### What to produce
Pull out every line in the records below that contains the word "blurred". Case counts, so skip lines where the word appears only with different capitalization.

### Information supplied
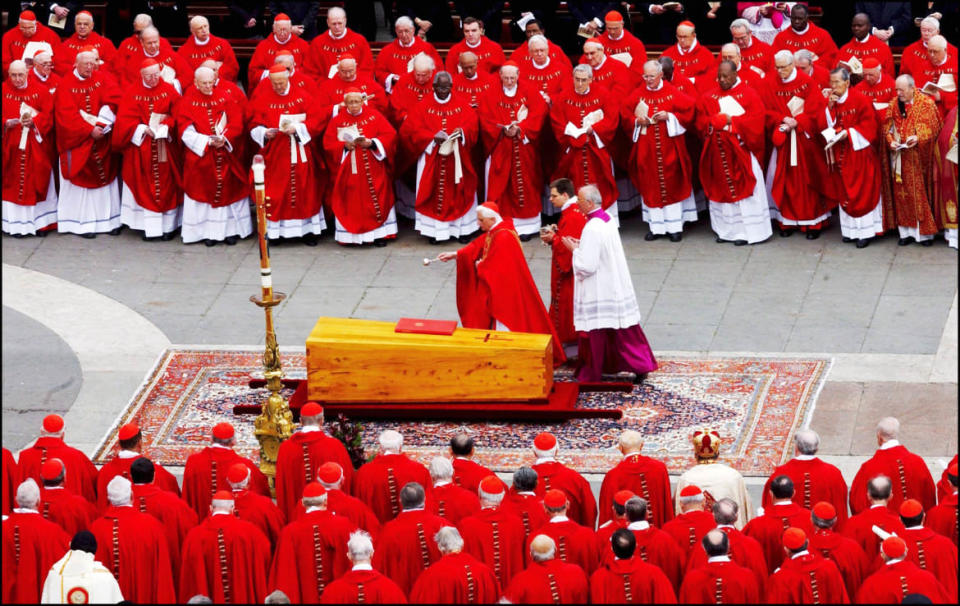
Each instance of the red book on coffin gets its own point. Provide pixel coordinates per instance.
(426, 327)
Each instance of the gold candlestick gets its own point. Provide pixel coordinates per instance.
(275, 423)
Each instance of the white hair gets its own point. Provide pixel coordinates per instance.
(448, 540)
(888, 428)
(440, 469)
(391, 441)
(359, 546)
(28, 494)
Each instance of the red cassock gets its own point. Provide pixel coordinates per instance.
(744, 551)
(83, 161)
(553, 475)
(726, 171)
(14, 43)
(173, 513)
(325, 53)
(513, 174)
(265, 52)
(813, 480)
(66, 56)
(310, 554)
(943, 517)
(807, 579)
(439, 193)
(576, 544)
(571, 224)
(859, 528)
(363, 587)
(81, 477)
(845, 553)
(528, 507)
(692, 63)
(630, 582)
(720, 583)
(297, 195)
(489, 55)
(152, 169)
(768, 529)
(893, 582)
(34, 545)
(395, 59)
(70, 511)
(585, 158)
(799, 179)
(494, 284)
(215, 48)
(453, 503)
(206, 472)
(406, 546)
(457, 578)
(133, 546)
(669, 156)
(645, 477)
(361, 199)
(909, 474)
(218, 177)
(299, 458)
(26, 174)
(468, 473)
(496, 537)
(870, 47)
(550, 582)
(687, 529)
(379, 481)
(226, 559)
(10, 474)
(815, 39)
(934, 553)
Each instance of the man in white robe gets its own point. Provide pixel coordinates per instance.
(605, 309)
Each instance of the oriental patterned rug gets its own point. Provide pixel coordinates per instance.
(755, 403)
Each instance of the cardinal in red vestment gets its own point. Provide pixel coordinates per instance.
(31, 546)
(494, 535)
(81, 474)
(627, 579)
(133, 546)
(301, 456)
(646, 477)
(29, 197)
(844, 551)
(442, 130)
(203, 45)
(379, 481)
(312, 551)
(719, 580)
(206, 471)
(362, 584)
(548, 579)
(457, 577)
(406, 546)
(225, 558)
(909, 474)
(899, 577)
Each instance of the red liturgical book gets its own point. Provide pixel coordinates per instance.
(426, 327)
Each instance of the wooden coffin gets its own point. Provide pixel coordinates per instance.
(367, 361)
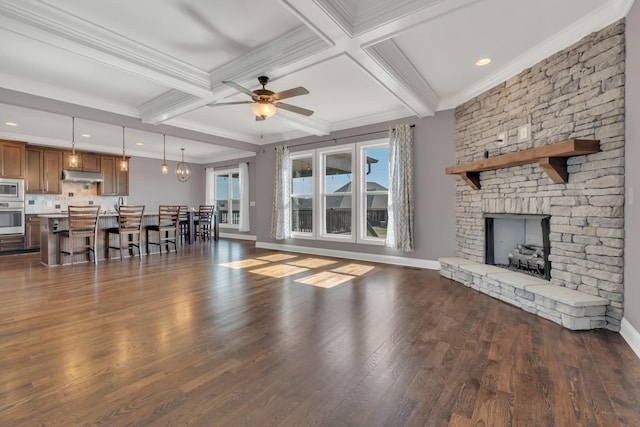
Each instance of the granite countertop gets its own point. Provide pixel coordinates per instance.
(102, 214)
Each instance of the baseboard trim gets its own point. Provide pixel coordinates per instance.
(359, 256)
(631, 336)
(238, 236)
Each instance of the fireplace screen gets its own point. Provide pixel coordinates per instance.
(519, 243)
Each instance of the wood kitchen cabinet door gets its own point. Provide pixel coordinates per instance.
(52, 175)
(34, 182)
(109, 187)
(12, 159)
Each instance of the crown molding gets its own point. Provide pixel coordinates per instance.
(52, 26)
(605, 15)
(391, 58)
(263, 60)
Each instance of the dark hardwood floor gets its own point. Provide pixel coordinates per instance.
(181, 339)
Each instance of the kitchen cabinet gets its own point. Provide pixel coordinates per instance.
(12, 159)
(11, 243)
(88, 162)
(43, 171)
(116, 182)
(32, 232)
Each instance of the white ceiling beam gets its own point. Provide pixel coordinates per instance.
(367, 40)
(55, 27)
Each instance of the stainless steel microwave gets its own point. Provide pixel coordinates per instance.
(11, 190)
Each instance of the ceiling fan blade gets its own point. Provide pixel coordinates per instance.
(293, 108)
(238, 87)
(296, 91)
(217, 104)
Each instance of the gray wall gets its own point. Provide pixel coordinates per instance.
(229, 164)
(147, 185)
(435, 192)
(632, 171)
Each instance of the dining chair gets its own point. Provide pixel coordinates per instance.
(81, 234)
(204, 222)
(167, 228)
(129, 225)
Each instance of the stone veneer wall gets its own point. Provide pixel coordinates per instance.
(575, 93)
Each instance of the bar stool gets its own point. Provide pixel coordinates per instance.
(83, 224)
(167, 224)
(204, 222)
(129, 224)
(184, 223)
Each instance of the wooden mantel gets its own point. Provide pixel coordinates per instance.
(552, 159)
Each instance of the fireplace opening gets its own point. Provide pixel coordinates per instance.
(519, 243)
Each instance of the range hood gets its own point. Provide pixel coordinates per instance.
(81, 176)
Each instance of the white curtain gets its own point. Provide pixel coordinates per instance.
(209, 186)
(400, 203)
(243, 172)
(281, 216)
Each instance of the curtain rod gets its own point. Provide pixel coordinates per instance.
(344, 137)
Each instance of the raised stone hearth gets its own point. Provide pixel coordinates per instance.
(574, 95)
(570, 308)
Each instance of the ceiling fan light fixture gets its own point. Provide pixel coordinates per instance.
(263, 109)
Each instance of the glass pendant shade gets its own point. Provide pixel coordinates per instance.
(124, 166)
(183, 170)
(73, 160)
(164, 167)
(263, 109)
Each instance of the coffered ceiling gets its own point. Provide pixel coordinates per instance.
(154, 66)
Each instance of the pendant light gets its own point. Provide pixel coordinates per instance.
(124, 167)
(183, 171)
(73, 160)
(164, 167)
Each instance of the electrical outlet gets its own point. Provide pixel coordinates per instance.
(524, 133)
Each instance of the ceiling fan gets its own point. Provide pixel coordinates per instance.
(265, 102)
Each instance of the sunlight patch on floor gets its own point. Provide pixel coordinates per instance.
(277, 257)
(325, 279)
(312, 262)
(354, 269)
(245, 263)
(280, 270)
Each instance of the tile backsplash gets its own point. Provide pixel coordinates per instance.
(73, 193)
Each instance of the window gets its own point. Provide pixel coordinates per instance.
(373, 161)
(336, 190)
(341, 193)
(302, 190)
(226, 196)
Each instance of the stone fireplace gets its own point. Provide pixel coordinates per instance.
(519, 243)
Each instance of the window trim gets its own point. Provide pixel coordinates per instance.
(322, 196)
(292, 157)
(362, 237)
(230, 200)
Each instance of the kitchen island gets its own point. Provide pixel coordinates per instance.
(49, 238)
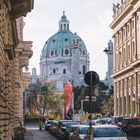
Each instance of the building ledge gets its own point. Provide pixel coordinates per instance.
(20, 8)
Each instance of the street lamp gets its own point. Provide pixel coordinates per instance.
(91, 78)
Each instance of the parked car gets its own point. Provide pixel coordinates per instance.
(19, 133)
(117, 120)
(48, 123)
(131, 125)
(100, 132)
(102, 121)
(64, 128)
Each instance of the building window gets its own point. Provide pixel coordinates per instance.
(83, 52)
(66, 39)
(84, 69)
(55, 53)
(64, 71)
(52, 53)
(66, 51)
(54, 71)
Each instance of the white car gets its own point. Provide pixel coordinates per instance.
(100, 132)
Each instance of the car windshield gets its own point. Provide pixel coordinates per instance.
(83, 130)
(108, 132)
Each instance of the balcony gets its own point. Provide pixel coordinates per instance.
(121, 10)
(20, 8)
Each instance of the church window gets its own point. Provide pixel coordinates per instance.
(84, 70)
(54, 71)
(64, 71)
(66, 51)
(52, 53)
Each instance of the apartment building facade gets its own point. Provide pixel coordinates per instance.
(14, 57)
(126, 53)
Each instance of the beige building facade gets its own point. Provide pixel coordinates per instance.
(14, 57)
(126, 73)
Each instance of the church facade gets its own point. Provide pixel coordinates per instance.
(64, 58)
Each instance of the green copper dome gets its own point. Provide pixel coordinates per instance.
(62, 40)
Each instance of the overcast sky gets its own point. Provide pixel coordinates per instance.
(90, 19)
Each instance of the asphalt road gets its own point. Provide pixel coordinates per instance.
(33, 133)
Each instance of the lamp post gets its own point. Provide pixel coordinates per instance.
(91, 78)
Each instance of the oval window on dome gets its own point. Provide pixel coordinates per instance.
(52, 53)
(66, 51)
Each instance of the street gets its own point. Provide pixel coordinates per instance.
(33, 133)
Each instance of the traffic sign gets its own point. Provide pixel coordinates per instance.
(91, 78)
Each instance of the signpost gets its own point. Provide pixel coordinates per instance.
(91, 79)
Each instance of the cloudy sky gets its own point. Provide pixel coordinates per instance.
(90, 19)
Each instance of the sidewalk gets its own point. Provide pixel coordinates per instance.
(29, 135)
(36, 134)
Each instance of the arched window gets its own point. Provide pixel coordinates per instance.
(84, 69)
(64, 71)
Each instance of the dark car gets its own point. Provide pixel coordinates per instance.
(48, 123)
(19, 133)
(131, 126)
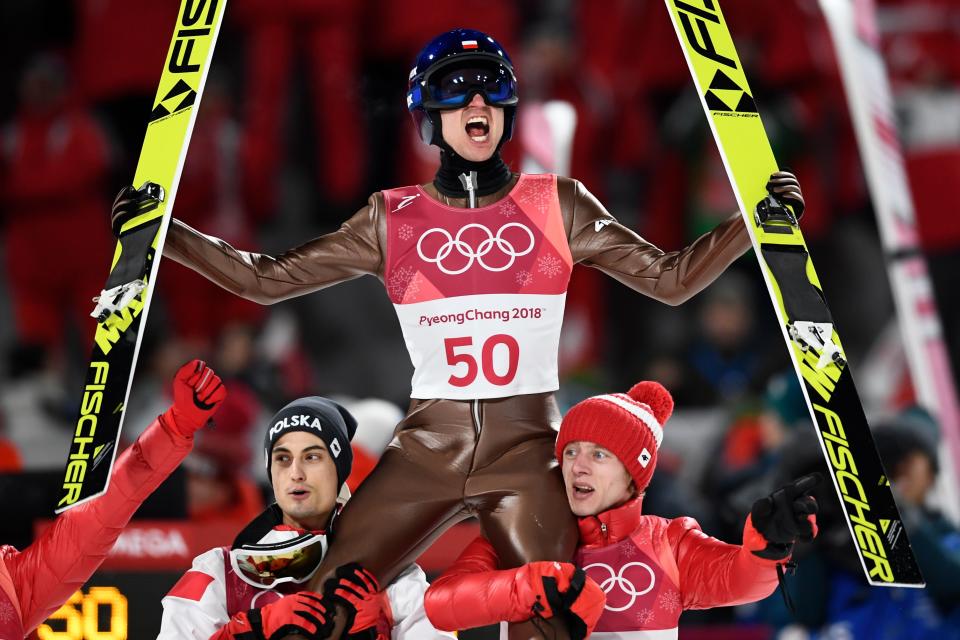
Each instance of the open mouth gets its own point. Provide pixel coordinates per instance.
(478, 128)
(582, 490)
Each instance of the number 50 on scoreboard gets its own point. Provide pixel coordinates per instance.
(100, 614)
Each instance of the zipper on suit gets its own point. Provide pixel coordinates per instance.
(475, 410)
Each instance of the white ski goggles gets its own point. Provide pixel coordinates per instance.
(266, 565)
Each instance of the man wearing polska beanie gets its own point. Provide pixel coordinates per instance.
(647, 569)
(257, 589)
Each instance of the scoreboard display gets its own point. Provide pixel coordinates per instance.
(112, 606)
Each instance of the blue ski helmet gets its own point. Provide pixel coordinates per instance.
(452, 68)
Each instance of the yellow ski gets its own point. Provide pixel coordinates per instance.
(122, 306)
(812, 340)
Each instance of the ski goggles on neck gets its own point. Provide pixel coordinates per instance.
(453, 85)
(266, 565)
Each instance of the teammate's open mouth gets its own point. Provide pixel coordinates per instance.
(582, 490)
(478, 128)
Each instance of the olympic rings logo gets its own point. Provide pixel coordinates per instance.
(627, 587)
(486, 246)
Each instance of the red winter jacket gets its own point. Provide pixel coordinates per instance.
(650, 568)
(35, 582)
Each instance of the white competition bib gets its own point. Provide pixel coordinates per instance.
(479, 292)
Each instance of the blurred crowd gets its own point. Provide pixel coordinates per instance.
(303, 117)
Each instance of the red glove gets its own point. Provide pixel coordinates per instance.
(358, 592)
(304, 614)
(777, 521)
(197, 394)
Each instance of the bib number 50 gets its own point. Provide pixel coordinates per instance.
(465, 356)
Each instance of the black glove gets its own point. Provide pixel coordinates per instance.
(784, 186)
(131, 202)
(579, 607)
(785, 516)
(357, 591)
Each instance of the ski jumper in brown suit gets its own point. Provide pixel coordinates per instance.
(479, 434)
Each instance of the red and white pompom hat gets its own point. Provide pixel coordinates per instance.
(629, 425)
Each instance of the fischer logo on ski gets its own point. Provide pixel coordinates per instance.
(807, 326)
(122, 306)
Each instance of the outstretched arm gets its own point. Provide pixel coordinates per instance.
(351, 251)
(598, 240)
(717, 574)
(65, 556)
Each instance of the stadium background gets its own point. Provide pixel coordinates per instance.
(304, 116)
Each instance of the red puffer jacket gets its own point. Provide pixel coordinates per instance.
(35, 582)
(650, 569)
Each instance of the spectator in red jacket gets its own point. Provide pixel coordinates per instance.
(649, 568)
(54, 158)
(35, 582)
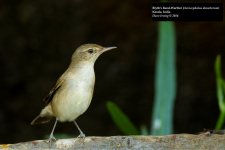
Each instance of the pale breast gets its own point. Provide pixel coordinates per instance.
(75, 96)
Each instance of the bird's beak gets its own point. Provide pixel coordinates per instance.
(108, 48)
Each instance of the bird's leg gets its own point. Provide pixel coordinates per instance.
(82, 135)
(51, 137)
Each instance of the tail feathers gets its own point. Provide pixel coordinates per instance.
(40, 120)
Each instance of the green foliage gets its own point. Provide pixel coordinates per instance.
(220, 82)
(121, 120)
(165, 80)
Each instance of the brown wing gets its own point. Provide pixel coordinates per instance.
(51, 94)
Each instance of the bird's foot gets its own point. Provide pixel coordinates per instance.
(82, 135)
(51, 140)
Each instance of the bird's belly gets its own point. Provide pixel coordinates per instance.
(70, 104)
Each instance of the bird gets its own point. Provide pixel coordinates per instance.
(73, 91)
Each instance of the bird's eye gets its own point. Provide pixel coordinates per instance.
(90, 51)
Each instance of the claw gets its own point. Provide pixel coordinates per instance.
(51, 139)
(82, 135)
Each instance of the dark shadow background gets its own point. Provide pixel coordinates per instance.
(37, 39)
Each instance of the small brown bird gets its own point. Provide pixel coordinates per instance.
(72, 94)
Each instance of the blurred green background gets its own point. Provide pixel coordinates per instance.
(37, 39)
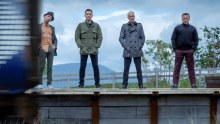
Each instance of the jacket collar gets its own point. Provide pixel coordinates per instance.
(135, 23)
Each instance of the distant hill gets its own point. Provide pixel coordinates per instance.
(73, 68)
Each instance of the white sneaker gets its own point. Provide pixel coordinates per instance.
(40, 86)
(49, 86)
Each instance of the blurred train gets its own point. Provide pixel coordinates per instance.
(18, 38)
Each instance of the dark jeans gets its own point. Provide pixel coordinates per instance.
(127, 62)
(43, 56)
(179, 56)
(83, 62)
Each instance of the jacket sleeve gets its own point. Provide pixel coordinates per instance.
(77, 37)
(196, 39)
(99, 39)
(122, 37)
(142, 37)
(174, 38)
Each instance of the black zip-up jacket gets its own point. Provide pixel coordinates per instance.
(184, 37)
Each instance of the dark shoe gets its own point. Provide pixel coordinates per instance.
(80, 86)
(141, 86)
(194, 86)
(174, 86)
(98, 86)
(123, 87)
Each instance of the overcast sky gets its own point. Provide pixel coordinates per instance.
(158, 18)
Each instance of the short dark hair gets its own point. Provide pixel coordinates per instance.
(88, 10)
(185, 14)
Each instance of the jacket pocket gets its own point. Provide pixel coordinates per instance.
(94, 34)
(83, 34)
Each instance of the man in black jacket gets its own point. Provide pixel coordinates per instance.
(184, 42)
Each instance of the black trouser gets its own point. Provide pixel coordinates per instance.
(43, 56)
(83, 62)
(127, 63)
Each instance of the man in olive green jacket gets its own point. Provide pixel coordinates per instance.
(88, 37)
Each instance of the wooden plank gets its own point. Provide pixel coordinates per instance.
(65, 100)
(192, 111)
(120, 100)
(124, 121)
(184, 121)
(118, 112)
(70, 112)
(183, 100)
(66, 121)
(213, 108)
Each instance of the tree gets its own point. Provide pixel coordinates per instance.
(161, 52)
(209, 54)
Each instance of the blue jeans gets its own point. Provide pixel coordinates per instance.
(127, 63)
(83, 62)
(42, 57)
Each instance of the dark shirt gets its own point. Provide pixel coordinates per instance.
(184, 37)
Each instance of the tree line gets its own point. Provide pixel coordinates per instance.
(207, 54)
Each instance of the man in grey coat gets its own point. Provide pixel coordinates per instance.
(132, 40)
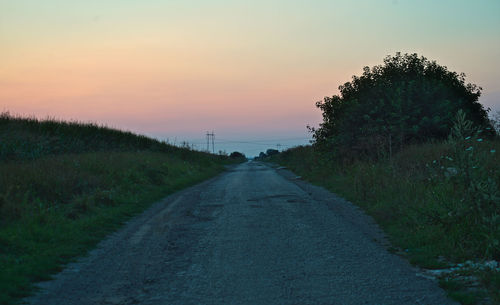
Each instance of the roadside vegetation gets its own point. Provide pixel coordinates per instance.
(409, 143)
(65, 186)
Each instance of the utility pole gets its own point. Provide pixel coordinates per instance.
(211, 136)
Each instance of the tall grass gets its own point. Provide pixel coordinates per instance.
(30, 138)
(64, 186)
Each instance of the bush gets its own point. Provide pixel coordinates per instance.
(409, 99)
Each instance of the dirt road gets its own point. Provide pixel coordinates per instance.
(253, 235)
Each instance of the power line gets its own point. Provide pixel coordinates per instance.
(211, 136)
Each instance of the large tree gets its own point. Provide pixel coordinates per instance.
(407, 99)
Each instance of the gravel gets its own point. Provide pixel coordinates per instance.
(253, 235)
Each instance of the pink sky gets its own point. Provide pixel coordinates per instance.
(173, 69)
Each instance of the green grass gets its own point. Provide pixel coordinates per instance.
(426, 212)
(58, 203)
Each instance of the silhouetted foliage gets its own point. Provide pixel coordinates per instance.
(408, 99)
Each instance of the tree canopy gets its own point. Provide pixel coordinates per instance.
(407, 99)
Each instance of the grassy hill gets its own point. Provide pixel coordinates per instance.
(66, 185)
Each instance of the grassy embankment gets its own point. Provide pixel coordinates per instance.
(439, 203)
(65, 186)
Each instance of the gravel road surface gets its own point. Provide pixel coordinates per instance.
(252, 235)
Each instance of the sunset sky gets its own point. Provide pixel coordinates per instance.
(249, 70)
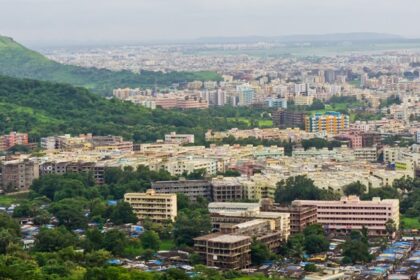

### Solution for this exercise
Each instance of the blurred crowd gets its own point. Provide pixel coordinates per instance.
Each instance of the blurred green background gets its own point. Provide pixel coordinates per instance.
Each instance of the blurred train gets its own point. Provide pixel coordinates per instance.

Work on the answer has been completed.